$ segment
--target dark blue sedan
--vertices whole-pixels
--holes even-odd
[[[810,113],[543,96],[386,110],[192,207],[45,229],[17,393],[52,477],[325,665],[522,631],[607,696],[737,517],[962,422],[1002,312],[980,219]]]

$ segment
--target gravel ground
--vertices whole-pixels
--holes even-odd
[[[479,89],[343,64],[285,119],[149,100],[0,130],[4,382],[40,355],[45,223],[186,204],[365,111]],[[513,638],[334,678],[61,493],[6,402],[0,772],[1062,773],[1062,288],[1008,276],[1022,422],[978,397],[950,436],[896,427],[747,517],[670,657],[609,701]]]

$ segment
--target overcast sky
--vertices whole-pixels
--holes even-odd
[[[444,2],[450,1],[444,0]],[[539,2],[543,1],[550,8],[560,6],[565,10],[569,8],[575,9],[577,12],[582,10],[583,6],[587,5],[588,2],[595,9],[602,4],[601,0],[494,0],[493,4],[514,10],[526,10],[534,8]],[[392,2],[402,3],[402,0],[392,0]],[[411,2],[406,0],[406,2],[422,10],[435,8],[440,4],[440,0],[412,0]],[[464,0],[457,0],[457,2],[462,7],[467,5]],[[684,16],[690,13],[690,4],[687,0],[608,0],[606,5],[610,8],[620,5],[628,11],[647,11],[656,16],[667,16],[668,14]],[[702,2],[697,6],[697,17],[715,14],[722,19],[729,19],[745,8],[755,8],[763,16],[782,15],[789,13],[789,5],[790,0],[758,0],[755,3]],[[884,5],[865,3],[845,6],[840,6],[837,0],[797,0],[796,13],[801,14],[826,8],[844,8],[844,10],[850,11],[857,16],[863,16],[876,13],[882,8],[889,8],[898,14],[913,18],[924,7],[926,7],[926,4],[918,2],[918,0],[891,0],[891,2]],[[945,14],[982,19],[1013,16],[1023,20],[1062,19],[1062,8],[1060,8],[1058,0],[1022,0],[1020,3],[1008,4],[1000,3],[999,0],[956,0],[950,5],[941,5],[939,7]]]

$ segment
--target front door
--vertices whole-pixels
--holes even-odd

TASK DIRECTIONS
Return all of the entries exactly as written.

SOLUTION TO THE PROBLEM
$ segment
--target dark blue sedan
--vertices whole-pixels
--holes even-odd
[[[810,113],[543,96],[386,110],[192,207],[45,229],[17,393],[52,477],[325,665],[522,631],[607,696],[737,517],[962,422],[1002,312],[980,219]]]

$ segment
--target gravel ground
--vertices whole-pixels
--holes even-odd
[[[479,89],[343,64],[285,119],[149,100],[0,130],[4,382],[40,355],[45,223],[186,204],[365,111]],[[513,638],[334,678],[61,493],[6,402],[0,772],[1062,773],[1062,288],[1008,276],[1022,422],[978,397],[950,436],[896,427],[747,517],[670,657],[609,701]]]

$ segment
--target overcast sky
--vertices whole-pixels
--holes even-odd
[[[444,2],[450,1],[444,0]],[[539,2],[543,1],[550,8],[560,6],[565,10],[569,8],[575,9],[577,12],[582,10],[583,6],[587,5],[588,2],[595,9],[602,4],[601,0],[494,0],[493,4],[514,10],[526,10],[534,8]],[[392,2],[402,3],[402,0],[392,0]],[[411,2],[406,0],[406,2],[422,10],[435,8],[440,4],[440,0],[412,0]],[[464,0],[457,0],[457,2],[462,7],[467,5]],[[684,16],[690,13],[690,4],[687,0],[608,0],[606,5],[610,8],[620,5],[628,11],[647,11],[656,16],[667,16],[668,14]],[[702,2],[697,6],[697,17],[715,14],[722,19],[729,19],[745,8],[755,8],[763,16],[782,15],[789,13],[789,5],[790,0],[758,0],[755,3]],[[884,5],[865,3],[845,6],[840,6],[837,0],[797,0],[796,13],[801,14],[826,8],[844,8],[844,10],[850,11],[857,16],[863,16],[876,13],[882,8],[889,8],[898,14],[913,18],[924,7],[926,7],[926,4],[918,2],[918,0],[891,0],[891,2]],[[945,14],[982,19],[1013,16],[1023,20],[1062,19],[1062,8],[1060,8],[1058,0],[1022,0],[1020,3],[1008,4],[1000,3],[999,0],[956,0],[950,5],[941,5],[939,7]]]

$ segment
--target front door
--vertices whole-pixels
--holes even-odd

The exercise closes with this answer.